▶ **Passage**

I entered into the world of psychiatric services for the first time in 1999 and was supported by them on and off for a few years. It wasn’t until 2004 that I was allocated a Psychiatrist and CPN. That’s been pretty much constant since then although the people have changed. Between 2004 and 2006 I didn’t work. 2006-2008, I worked but part time and the jobs never lasted long. Come 2008, I took on a new job, full time and ended up staying there for 2 1/2 years. From there I moved into my current role where I have been ever since.
Being able to work has not meant I stopped needing support from CMHT but it has meant that getting support has had its problems. It has made attending appointments difficult as I, like many people, work in a different town. In recent years, most of my annual leave allowance has been used up attending monthly appointments with my Psychiatrist and ad-hoc visits to see my CPN when needed.
Many years ago, I was put on a waiting list for Psychotherapy on the NHS but nothing ever came of it. When I started working full time, I decided to find a private therapist so I would be able to make appointments after work but obviously, I had to fund this. I found someone I trust implicitly and still see him now. My NHS care team know about this, however last year, they decided to make a referral to a local Therapeutic Day Unit for DBT. I went to the assessment and was told I was likely to be accepted into the programme however it required a commitment of 2 days per week – 1 for group therapy and 1 for individual therapy. At the time, I decided not to enter the programme. I felt that I wouldn’t be able to organise it around work and that even if my employer did agree to me working part time, it wasn’t financially viable for me. I also explained to my care team that my therapist was doing a lot of the same work with me that the group offered.

▶ **Problems to work on**
1. Answer these questions from the account of psychiatric support and work:
(a) In what year was the writer first allocated a Psychiatrist and CPN?
(b) In recent years, what has used up most of the writer's annual leave allowance?
(c) How many days per week did the DBT programme require, and what was each day for?
2. Rewrite the part of the account of psychiatric support from "Being able to" to "CPN when needed.", inclusive, swapping "annual leave" for "holiday".
3. Add the next part of the account of working while receiving psychiatric care.

▶ **Entries supplied**

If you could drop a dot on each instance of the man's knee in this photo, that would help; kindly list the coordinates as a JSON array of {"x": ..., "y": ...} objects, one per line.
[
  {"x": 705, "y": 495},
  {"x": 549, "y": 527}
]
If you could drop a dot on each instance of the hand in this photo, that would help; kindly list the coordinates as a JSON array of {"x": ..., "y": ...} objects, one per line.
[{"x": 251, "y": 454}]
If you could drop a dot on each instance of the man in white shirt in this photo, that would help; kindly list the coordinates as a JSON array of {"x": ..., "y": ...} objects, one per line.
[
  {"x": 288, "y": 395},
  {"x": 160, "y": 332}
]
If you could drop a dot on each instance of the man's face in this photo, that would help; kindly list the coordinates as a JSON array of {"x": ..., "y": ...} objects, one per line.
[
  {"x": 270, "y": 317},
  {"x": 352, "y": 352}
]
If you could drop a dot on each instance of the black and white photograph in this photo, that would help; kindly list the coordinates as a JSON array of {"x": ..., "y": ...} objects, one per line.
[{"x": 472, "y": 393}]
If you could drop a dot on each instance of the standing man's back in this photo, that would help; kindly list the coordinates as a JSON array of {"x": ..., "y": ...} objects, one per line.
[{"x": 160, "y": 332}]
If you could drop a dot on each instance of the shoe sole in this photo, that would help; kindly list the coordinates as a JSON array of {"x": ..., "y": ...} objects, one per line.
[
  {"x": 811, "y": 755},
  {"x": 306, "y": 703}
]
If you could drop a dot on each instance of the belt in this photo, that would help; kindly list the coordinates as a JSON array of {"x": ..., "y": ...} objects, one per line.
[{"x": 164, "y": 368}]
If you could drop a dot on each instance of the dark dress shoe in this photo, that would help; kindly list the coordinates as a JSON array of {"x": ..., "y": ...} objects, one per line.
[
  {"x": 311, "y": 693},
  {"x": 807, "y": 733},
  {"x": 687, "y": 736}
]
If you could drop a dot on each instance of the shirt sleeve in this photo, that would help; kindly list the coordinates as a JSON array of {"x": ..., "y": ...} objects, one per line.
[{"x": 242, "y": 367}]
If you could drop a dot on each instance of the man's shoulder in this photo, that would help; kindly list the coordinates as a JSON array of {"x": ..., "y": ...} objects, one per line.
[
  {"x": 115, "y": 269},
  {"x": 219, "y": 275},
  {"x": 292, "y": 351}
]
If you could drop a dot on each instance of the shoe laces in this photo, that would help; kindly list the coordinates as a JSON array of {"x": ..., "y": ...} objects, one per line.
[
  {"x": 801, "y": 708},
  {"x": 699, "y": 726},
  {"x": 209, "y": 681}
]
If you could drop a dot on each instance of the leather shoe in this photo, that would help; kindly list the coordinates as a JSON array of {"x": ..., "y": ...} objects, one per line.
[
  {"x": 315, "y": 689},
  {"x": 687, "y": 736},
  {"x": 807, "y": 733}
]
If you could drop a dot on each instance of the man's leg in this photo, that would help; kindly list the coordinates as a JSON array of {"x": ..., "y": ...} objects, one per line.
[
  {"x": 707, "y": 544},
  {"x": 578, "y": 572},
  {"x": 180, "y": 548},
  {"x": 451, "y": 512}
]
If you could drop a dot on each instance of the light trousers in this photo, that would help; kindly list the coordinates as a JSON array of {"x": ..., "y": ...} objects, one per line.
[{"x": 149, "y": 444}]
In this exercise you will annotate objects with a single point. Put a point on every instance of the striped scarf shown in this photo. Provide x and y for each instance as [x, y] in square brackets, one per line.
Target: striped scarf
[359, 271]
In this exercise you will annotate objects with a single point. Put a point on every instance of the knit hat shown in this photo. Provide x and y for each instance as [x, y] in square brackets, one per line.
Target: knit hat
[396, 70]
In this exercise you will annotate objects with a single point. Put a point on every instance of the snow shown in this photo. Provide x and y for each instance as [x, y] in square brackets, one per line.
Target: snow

▶ **Written responses**
1.
(a) 2004.
(b) Attending monthly appointments with the Psychiatrist and ad-hoc visits to the CPN when needed.
(c) Two days per week: one for group therapy and one for individual therapy.

2.
Being able to work has not meant I stopped needing support from CMHT but it has meant that getting support has had its problems. It has made attending appointments difficult as I, like many people, work in a different town. In recent years, most of my holiday allowance has been used up attending monthly appointments with my Psychiatrist and ad-hoc visits to see my CPN when needed.

3.
That was that, until a few months ago. The current episode of depression has now lasted about 7 months and it has meant that I had 4 months off work and am now only working part time. Today I saw my social worker and once again, the topic of groups and TDU has resurfaced. In fairness, It came up a while ago but today was different.
She spent a lot of time on the phone while I was there, talking to a colleague about a local therapeutic community and what they offer as well as the TDU I was referred to last year. At one point, she sadi to someone “she’s been seeing her therapist for 5 years and wants to try something new”. Now, I never said that. I don’t trust people easily and do not want to start again.
I know that I probably need to invest in recovery but it feels as if I am being asked to put my life on hold for a significant period of time. I’m not 25 anymore. I’m nearing 33 and I don’t have a career, just a job. If I commit to this opportunity, I will lose any chance of development at work and will have to stay in this job as I doubt many other employers would be sympathetic to my situation. My current employers don’t have a choice; I disclosed my illness on starting with them and am covered by the Equality Act.
Where was this opportunity 10 or even 5 years ago? Maybe I’m being ungrateful; I don’t mean to be. It just feels as if it’s all come too late.